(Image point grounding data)
::::::::
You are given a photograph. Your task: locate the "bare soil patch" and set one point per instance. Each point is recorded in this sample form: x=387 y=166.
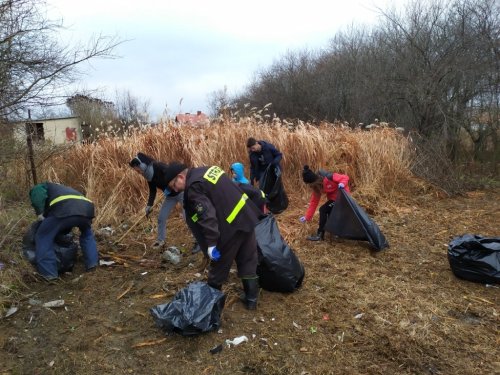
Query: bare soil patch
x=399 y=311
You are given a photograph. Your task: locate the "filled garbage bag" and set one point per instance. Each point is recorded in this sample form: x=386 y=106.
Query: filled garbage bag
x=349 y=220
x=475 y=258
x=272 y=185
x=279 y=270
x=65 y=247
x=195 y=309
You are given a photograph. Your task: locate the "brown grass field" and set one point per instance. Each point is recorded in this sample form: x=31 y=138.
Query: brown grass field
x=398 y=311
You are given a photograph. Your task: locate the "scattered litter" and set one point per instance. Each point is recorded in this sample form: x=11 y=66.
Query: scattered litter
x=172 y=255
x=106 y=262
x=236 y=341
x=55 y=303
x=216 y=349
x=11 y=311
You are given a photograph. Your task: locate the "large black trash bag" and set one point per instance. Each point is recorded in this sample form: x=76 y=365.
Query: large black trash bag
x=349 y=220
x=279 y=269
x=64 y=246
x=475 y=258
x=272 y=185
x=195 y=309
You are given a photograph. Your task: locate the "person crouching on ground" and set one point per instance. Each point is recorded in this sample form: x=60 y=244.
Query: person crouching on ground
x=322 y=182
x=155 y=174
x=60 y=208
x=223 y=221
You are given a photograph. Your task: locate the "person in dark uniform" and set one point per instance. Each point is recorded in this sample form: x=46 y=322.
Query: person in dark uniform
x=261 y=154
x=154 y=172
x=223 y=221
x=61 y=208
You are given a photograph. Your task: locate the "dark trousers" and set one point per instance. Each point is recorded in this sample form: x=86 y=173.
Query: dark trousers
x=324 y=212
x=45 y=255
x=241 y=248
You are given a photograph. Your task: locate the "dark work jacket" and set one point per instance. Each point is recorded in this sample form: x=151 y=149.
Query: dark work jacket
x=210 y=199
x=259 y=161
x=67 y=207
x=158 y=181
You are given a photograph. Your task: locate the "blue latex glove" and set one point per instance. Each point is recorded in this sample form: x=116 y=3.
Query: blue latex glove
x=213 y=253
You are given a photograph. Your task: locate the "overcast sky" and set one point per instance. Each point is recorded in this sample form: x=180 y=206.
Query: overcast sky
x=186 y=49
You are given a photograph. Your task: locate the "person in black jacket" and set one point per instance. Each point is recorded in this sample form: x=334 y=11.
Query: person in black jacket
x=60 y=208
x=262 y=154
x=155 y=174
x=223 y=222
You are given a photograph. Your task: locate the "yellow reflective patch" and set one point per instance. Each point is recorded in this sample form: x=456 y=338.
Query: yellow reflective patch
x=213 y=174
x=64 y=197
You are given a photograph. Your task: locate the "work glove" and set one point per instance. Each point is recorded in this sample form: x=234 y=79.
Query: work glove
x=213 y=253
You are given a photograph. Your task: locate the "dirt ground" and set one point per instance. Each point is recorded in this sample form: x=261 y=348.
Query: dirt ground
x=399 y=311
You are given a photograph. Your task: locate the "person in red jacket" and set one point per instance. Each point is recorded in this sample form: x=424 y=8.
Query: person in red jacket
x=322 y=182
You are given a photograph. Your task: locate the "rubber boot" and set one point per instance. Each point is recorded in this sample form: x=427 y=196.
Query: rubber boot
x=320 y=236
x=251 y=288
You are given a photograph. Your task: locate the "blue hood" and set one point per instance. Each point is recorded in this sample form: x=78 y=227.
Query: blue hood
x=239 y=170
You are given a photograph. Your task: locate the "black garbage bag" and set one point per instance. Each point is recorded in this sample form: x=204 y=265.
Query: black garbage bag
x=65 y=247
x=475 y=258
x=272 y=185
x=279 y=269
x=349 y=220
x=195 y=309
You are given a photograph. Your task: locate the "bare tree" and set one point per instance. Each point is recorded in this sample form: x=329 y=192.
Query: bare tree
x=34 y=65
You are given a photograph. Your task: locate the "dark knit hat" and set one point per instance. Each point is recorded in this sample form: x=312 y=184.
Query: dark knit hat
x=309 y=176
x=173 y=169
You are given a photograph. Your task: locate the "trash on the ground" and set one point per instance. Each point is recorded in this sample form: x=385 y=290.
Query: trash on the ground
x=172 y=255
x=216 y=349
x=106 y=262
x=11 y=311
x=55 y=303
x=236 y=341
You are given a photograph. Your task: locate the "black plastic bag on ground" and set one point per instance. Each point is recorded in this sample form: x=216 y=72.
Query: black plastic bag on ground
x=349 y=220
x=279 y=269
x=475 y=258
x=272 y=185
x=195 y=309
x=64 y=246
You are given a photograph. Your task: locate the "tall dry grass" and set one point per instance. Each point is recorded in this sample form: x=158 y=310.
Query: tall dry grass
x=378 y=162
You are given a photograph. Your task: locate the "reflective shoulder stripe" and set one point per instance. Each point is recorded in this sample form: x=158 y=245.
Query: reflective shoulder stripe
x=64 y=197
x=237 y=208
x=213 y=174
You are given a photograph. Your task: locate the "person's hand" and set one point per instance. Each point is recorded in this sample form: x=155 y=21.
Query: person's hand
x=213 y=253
::::::::
# REQUIRED WORK
All lines from the one containing "Query: reflective shoulder stripe" to the end of the data above are to be set down exactly; no others belong in the answer.

# RESULT OF THE TASK
Query: reflective shoulder stripe
x=64 y=197
x=237 y=208
x=213 y=174
You are given a photograph. Your task: locate the "person's hand" and set one point per instance. Each point is recorded in this sample form: x=155 y=21.
Query: person's hand
x=213 y=253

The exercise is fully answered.